Source text ::
* * * * * * * * *

Program to count number of ways we can place nonoverlapping edges to connect all nodes in C++

C++Server Side ProgrammingProgramming

Suppose we have a number n that is representing the number of nodes that are placed circularly. We have to find the number of ways we can place n / 2 edges such that every node is connected by an edge, and that edges does not intersect with each other. If the answer is very large then return result mod 10^9 + 7.

So, if the input is like n = 4, then the output will be 2, as we can group them like below −

To solve this, we will follow these steps −

  • Define an array dp of size (n/2 + 1)

* * * * * * * * *

Available data ::
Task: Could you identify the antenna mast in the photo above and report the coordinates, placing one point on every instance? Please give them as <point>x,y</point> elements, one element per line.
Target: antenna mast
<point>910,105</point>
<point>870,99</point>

* * * * * * * * *

Problems to solve ::
- A) Reproduce word for word the part of the edge-counting text that falls between "Suppose we have" and "mod 10^9 + 7.", inclusive.
- B) Using the edge-counting text, decide whether each statement agrees with it: (i) The nodes are placed in a straight line. (ii) When n is 4, the output is 2. (iii) The array dp is defined with size n + 1. For each, answer yes or no and quote the words that settle it.

Solutions below ::
- A)
Suppose we have a number n that is representing the number of nodes that are placed circularly. We have to find the number of ways we can place n / 2 edges such that every node is connected by an edge, and that edges does not intersect with each other. If the answer is very large then return result mod 10^9 + 7.

- B)
(i) No: "the number of nodes that are placed circularly"
(ii) Yes: "if the input is like n = 4, then the output will be 2"
(iii) No: "Define an array dp of size (n/2 + 1)"